Reproduce the stretch of the listing below from the line containing "the cat's nose" through the end of the listing, substituting "parquet floor" for "wooden floor" and leaving everything else unchanged.

→ Provided data
______

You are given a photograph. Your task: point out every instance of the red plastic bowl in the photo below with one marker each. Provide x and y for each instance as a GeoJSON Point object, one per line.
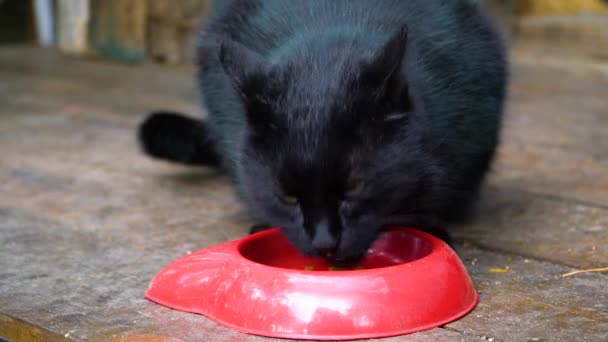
{"type": "Point", "coordinates": [260, 285]}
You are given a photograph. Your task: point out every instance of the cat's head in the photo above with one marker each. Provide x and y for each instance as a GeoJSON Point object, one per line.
{"type": "Point", "coordinates": [333, 149]}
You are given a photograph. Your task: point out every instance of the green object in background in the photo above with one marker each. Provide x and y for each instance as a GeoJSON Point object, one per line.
{"type": "Point", "coordinates": [118, 29]}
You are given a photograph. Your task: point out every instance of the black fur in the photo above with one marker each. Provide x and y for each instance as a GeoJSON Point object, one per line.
{"type": "Point", "coordinates": [337, 118]}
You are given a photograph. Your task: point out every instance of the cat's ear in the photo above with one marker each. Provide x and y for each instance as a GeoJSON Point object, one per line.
{"type": "Point", "coordinates": [381, 73]}
{"type": "Point", "coordinates": [245, 68]}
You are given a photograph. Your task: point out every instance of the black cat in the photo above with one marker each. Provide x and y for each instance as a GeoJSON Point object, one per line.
{"type": "Point", "coordinates": [336, 118]}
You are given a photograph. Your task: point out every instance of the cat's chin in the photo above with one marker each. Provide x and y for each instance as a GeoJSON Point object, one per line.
{"type": "Point", "coordinates": [344, 262]}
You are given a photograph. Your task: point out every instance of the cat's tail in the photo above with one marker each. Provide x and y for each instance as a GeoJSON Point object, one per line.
{"type": "Point", "coordinates": [178, 138]}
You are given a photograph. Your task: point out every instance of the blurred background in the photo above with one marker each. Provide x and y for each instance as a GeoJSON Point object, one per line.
{"type": "Point", "coordinates": [162, 31]}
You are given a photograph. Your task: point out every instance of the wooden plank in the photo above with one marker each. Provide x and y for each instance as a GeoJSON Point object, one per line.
{"type": "Point", "coordinates": [73, 26]}
{"type": "Point", "coordinates": [531, 302]}
{"type": "Point", "coordinates": [547, 7]}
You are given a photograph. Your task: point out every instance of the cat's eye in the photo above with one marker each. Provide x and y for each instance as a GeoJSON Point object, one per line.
{"type": "Point", "coordinates": [289, 200]}
{"type": "Point", "coordinates": [355, 190]}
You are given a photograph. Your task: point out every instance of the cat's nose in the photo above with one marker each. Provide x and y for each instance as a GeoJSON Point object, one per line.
{"type": "Point", "coordinates": [324, 242]}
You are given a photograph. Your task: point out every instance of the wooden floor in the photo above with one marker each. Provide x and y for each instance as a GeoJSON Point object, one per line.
{"type": "Point", "coordinates": [86, 221]}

______

→ Written reply
You are given a photograph. Your task: point out every instance of the cat's nose in the photo above with one marker each. Provide x and y for each instance as a GeoJSON Point object, one per line.
{"type": "Point", "coordinates": [324, 242]}
You are given a photograph. Your task: point out every instance of the parquet floor in the photo above with one marker each. Provide x and y for each instance as a GeoJSON Point object, one per line.
{"type": "Point", "coordinates": [86, 221]}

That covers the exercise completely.